Instructions for the task:
State how many lines in the listing below contain the string "person". Count only matches with the same capitalization, and reply with the number alone.

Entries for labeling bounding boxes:
○ ○ ○ ○
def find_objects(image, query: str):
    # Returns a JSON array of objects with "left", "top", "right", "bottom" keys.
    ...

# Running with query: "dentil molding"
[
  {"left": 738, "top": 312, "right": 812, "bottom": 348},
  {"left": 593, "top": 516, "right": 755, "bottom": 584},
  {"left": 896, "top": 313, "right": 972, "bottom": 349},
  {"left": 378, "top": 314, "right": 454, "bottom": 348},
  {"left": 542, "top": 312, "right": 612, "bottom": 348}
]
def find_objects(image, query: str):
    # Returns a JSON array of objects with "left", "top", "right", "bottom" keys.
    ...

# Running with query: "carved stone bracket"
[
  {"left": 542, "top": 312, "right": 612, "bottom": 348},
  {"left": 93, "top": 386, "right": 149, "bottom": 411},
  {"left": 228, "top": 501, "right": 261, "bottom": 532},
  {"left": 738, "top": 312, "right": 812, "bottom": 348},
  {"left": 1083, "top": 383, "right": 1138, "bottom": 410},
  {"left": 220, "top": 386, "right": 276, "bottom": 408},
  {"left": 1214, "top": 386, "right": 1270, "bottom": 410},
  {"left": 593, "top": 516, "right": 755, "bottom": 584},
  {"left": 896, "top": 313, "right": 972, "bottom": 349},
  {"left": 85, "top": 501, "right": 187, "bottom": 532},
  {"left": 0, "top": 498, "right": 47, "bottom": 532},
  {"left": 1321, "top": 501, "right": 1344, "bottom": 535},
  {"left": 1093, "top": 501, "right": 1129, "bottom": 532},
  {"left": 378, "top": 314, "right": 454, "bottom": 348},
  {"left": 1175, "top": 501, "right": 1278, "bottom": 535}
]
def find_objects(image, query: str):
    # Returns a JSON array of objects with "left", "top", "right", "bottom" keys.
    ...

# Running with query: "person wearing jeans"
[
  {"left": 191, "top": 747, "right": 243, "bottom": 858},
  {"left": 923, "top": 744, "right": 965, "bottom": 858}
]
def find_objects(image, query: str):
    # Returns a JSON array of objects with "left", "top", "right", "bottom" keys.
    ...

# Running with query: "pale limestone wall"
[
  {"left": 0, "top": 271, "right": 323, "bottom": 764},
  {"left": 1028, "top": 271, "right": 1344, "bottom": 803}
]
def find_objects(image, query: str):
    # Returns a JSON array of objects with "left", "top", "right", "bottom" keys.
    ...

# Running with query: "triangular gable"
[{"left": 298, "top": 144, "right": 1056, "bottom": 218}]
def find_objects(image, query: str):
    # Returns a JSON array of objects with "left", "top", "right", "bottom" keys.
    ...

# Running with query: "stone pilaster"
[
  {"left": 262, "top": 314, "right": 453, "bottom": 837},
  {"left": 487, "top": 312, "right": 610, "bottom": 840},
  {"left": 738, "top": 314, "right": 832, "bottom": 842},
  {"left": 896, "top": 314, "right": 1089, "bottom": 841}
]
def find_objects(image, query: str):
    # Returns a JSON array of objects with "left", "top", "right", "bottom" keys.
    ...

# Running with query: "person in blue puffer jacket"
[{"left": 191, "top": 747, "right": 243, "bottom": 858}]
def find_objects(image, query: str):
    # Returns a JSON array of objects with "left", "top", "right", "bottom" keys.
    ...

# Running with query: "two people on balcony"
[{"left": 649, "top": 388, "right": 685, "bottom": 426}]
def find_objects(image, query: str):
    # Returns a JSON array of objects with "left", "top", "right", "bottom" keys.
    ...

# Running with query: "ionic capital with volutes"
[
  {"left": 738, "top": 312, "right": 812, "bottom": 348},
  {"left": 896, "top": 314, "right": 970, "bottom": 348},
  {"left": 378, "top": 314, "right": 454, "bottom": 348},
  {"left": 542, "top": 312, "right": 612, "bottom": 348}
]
○ ○ ○ ○
Exercise answer:
2